■ Stated problem ■
Return the lines below word for word, starting with the line that contains "Task: locate the fallen" and going on through the line that contains "[(640, 478)]", both included.

* * * * *

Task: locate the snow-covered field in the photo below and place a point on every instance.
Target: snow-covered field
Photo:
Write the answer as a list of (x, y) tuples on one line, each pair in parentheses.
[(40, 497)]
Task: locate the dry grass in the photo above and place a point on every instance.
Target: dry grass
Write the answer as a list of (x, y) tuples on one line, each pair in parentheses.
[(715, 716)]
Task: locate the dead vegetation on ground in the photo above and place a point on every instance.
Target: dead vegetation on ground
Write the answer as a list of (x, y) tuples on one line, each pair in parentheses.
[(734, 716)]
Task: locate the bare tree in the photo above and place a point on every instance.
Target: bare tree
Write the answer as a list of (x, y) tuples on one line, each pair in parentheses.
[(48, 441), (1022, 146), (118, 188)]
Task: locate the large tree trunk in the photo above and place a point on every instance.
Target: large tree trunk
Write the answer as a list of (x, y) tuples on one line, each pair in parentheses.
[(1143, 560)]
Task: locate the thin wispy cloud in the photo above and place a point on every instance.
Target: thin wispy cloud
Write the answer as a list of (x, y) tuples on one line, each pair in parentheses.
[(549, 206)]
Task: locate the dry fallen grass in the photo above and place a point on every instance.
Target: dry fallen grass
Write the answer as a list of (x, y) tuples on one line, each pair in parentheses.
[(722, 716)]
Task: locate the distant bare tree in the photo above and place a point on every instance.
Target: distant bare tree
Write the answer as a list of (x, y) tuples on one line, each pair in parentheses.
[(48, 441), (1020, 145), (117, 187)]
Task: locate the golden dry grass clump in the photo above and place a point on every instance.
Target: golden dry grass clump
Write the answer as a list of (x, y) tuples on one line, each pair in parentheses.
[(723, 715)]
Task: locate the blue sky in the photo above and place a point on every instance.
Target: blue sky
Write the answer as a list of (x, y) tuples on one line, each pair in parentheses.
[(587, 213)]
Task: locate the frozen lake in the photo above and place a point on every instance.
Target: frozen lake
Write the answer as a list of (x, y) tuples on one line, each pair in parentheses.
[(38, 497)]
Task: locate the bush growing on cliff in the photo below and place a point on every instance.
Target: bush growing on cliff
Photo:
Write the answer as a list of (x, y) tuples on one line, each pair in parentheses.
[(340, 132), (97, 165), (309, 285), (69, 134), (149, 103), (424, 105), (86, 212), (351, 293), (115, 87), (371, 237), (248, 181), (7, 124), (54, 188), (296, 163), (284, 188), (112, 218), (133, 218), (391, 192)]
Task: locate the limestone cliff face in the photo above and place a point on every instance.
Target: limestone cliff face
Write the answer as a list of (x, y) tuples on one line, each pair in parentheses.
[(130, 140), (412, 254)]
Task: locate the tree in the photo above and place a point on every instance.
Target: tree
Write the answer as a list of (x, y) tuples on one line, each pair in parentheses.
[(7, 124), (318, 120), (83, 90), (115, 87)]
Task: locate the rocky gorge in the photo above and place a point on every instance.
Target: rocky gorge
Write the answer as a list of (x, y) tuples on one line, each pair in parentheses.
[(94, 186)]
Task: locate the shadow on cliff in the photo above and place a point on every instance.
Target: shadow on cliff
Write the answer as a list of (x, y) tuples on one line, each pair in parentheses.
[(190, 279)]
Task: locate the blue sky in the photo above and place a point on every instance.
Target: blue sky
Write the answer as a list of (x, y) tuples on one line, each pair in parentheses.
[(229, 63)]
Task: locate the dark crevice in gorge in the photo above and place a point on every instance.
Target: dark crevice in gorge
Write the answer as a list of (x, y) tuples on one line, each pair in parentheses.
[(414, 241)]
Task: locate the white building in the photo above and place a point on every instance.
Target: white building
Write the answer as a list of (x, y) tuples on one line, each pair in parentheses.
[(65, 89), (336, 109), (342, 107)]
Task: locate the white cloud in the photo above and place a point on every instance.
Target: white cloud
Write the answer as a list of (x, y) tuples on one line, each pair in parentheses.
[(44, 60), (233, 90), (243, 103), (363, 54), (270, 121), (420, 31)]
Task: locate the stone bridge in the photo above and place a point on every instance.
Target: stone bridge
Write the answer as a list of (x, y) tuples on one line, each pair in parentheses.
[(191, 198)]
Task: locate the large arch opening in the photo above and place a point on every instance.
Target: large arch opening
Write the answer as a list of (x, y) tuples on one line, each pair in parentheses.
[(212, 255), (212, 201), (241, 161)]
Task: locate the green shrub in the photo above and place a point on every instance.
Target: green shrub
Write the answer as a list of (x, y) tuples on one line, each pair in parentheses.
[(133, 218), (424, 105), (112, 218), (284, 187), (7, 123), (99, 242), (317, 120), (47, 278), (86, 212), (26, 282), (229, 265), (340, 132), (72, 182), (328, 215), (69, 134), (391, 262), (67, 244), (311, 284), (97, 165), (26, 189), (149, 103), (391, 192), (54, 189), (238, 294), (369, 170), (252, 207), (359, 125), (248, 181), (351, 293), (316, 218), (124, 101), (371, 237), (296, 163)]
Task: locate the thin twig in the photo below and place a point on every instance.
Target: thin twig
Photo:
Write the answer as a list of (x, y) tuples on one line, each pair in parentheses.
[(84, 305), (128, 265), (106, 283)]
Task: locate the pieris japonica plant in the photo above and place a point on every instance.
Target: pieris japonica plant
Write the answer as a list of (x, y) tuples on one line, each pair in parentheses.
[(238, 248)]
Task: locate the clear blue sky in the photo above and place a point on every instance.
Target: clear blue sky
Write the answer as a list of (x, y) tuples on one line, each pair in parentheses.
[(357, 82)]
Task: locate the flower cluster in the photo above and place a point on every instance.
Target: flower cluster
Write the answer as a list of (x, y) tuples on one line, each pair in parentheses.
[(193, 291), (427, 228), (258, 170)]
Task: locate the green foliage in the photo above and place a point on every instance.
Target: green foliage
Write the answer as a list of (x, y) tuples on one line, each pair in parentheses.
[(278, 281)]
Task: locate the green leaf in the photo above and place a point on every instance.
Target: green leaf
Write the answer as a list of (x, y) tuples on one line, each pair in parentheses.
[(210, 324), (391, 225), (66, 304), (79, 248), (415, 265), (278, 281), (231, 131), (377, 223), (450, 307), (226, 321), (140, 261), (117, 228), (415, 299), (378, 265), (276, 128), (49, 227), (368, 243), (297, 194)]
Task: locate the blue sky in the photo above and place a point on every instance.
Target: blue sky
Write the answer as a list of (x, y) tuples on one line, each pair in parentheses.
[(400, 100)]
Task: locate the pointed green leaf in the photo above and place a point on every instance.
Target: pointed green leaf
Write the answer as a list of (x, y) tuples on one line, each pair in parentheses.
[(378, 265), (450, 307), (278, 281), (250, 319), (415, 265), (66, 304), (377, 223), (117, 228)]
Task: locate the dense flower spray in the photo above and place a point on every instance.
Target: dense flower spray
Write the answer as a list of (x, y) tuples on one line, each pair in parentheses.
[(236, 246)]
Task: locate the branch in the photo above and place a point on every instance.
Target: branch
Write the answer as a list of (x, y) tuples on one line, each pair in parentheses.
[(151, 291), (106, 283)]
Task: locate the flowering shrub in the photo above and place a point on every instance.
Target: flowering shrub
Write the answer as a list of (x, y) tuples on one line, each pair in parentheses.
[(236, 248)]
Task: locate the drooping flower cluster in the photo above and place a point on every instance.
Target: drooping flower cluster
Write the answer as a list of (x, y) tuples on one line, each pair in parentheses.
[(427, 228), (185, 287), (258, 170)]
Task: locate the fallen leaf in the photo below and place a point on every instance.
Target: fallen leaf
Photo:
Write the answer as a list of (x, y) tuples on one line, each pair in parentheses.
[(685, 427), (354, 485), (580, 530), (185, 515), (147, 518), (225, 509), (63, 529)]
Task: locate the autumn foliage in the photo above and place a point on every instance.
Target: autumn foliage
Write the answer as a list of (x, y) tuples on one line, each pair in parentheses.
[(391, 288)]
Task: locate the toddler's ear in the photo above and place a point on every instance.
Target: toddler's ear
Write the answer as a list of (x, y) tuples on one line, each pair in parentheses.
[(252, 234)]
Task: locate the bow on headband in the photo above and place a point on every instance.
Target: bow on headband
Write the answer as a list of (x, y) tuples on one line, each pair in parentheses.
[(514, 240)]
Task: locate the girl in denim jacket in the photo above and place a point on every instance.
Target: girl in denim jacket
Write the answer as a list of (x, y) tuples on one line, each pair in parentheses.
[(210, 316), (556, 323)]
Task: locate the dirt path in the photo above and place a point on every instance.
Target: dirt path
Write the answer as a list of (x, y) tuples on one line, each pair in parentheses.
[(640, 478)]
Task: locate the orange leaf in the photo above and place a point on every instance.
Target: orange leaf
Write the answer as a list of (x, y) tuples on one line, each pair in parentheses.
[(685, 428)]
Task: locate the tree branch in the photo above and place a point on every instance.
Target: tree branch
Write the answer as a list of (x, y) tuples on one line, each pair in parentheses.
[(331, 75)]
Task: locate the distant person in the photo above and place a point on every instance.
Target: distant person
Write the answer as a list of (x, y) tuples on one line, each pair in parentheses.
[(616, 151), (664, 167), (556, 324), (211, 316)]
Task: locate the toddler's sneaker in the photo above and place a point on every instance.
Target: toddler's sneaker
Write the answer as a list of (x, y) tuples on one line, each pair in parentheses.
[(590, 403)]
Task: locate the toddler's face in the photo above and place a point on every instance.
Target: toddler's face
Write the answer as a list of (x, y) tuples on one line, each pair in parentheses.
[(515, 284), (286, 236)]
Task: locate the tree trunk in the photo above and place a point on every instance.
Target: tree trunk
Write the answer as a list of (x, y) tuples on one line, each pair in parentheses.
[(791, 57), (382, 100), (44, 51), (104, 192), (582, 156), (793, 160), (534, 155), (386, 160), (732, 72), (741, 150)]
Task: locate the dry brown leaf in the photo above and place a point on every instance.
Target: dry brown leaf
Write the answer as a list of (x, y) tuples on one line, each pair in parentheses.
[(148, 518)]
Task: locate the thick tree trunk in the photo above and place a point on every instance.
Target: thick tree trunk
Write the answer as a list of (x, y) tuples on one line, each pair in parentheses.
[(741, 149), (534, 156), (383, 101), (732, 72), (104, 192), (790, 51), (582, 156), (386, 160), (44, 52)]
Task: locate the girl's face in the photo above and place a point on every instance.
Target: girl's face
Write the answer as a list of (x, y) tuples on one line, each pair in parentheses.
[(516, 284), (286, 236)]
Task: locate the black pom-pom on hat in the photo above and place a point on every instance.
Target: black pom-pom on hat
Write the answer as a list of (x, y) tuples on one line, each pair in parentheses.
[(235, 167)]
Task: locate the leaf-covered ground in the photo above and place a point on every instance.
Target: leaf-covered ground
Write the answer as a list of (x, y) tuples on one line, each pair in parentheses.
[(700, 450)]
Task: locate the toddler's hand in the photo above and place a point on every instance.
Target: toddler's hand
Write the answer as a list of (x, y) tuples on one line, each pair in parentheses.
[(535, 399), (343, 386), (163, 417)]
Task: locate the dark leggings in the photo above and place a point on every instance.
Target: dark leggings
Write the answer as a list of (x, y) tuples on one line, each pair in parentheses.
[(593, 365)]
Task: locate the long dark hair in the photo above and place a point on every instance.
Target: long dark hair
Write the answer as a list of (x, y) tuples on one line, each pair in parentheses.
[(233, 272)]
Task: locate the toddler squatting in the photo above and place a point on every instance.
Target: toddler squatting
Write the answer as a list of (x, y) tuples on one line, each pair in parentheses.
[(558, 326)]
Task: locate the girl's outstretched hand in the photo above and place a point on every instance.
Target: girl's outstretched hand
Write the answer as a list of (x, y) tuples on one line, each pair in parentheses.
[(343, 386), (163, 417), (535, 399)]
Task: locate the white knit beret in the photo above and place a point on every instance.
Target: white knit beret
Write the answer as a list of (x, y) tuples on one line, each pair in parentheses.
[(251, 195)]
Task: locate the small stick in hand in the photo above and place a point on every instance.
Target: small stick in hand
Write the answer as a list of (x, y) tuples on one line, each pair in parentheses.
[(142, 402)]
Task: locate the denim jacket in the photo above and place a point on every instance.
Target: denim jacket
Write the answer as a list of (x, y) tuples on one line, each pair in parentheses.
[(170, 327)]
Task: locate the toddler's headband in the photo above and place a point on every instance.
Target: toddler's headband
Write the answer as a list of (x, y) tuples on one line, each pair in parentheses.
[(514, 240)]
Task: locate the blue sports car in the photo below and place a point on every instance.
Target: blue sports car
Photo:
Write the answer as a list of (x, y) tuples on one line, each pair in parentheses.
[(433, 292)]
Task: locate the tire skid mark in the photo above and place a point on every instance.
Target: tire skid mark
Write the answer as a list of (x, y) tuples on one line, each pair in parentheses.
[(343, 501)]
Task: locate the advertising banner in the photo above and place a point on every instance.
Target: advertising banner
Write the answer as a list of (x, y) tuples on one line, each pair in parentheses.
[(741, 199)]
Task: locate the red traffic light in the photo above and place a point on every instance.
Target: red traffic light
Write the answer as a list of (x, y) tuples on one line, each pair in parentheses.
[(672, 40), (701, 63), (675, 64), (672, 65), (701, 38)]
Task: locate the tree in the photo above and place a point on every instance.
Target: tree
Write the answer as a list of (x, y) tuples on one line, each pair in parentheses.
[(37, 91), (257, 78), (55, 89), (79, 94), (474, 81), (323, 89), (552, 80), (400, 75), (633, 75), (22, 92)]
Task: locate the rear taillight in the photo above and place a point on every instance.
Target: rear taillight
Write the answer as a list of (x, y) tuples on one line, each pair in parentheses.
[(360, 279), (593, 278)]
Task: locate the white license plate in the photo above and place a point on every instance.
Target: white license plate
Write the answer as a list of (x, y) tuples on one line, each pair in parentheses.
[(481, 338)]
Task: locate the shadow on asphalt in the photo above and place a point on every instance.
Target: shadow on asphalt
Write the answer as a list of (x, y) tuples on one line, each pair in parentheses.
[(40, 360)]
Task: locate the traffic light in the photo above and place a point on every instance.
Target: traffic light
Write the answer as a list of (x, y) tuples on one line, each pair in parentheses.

* * * * *

■ Response to this exercise ■
Task: locate the fallen leaf in the photo below and place a point on every instance.
Target: fallen leaf
Photo:
Write the answer as a list of (x, y) tuples on one line, each pair in parentheses.
[(685, 427), (354, 485), (580, 530), (185, 515), (147, 518), (225, 509), (63, 529)]
Task: locate the autumn foliage in the photo above and place a point on every instance.
Target: autumn foliage
Write the answer as a list of (x, y) tuples on one line, each pair in parentheses.
[(391, 288)]
Task: locate the toddler's ear in the photo above and place a point on every instance.
Target: toddler's ear
Write the answer as a list of (x, y) tuples on one line, each pair in parentheses.
[(252, 234)]
Task: locate the bow on headband in the photo above and place a point on every instance.
Target: bow on headband
Write the answer as a list of (x, y) tuples on one line, each pair in parentheses.
[(514, 240)]
Task: locate the girl in denim jacket in the photo above and place a point on every instance.
Target: girl in denim jacket
Write the answer as a list of (x, y) tuples on one line, each pair in parentheses.
[(210, 316), (556, 323)]
Task: locate the dirt path in the photo above and place a point on every instance.
Target: dirt path
Write the answer as a list of (x, y) tuples on one line, each pair in parentheses.
[(640, 478)]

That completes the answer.